RECORDED DATA -
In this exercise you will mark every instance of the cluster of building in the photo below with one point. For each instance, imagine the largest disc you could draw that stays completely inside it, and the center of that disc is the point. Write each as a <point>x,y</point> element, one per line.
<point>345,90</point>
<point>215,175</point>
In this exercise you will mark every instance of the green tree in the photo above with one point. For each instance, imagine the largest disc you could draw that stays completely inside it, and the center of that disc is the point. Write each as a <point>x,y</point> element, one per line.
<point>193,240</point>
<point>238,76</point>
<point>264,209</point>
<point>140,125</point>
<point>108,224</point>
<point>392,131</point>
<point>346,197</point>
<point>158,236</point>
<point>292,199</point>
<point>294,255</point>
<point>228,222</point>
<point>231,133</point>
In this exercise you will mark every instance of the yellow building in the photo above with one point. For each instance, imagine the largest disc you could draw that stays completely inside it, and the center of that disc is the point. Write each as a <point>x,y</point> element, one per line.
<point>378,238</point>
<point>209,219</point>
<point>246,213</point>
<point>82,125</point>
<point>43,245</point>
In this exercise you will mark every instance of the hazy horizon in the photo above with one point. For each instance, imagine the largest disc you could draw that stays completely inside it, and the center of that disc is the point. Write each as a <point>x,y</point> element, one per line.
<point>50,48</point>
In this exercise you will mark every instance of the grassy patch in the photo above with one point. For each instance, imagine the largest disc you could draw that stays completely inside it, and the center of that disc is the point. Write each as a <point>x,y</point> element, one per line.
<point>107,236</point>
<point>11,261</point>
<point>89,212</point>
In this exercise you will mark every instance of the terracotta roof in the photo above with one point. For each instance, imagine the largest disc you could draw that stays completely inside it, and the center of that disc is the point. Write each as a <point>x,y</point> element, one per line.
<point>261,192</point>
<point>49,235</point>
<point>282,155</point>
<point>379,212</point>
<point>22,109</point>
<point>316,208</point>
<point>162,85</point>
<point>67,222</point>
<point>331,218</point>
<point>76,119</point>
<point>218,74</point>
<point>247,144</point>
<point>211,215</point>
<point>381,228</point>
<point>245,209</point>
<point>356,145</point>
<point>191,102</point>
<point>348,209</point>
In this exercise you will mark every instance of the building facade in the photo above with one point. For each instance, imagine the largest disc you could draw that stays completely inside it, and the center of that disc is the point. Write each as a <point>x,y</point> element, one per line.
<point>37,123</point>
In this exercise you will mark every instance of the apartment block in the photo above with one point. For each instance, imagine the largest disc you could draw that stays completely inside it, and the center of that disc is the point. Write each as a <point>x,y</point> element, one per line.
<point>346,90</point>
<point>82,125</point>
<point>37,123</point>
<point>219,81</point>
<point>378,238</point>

PROBLEM TO WORK ON -
From the line containing "In this exercise you will mark every instance of the grassy" through the last line of the entries above, print each line exactly as it stands.

ANSWER -
In this exercise you will mark every instance of the grassy patch in the photo above with one point. For each instance, imagine the largest disc you could draw that stays completely inside it, and the center of that disc is the point. Write each as a <point>x,y</point> element, one per line.
<point>107,236</point>
<point>11,261</point>
<point>89,212</point>
In this exercise you will mark every instance of the terracotta roof in the photo above with one point. For each instance, imagine the largest disc you could draw that stays completely inside it, and the center of that disc is the point. Write each as a <point>x,y</point> element, one per line.
<point>261,192</point>
<point>49,235</point>
<point>282,155</point>
<point>379,212</point>
<point>22,109</point>
<point>316,208</point>
<point>162,85</point>
<point>67,222</point>
<point>331,218</point>
<point>76,119</point>
<point>218,74</point>
<point>247,144</point>
<point>211,215</point>
<point>381,228</point>
<point>245,209</point>
<point>356,145</point>
<point>191,102</point>
<point>348,209</point>
In this exercise you will mark every instance of the building facade in the photo above with one point. For each instance, imagine the largest disc you could draw that stays completely inside it, and the center of that disc is the point. Write each as a <point>x,y</point> element, one per line.
<point>37,123</point>
In this exercise you will mark every instance of the apartment block in the photo above with one point. For each instance, imagine the largest disc you could draw that stays completely inside it, and the center of that disc is the point. Write each as a <point>x,y</point> element, one per line.
<point>346,90</point>
<point>82,125</point>
<point>37,123</point>
<point>219,81</point>
<point>378,238</point>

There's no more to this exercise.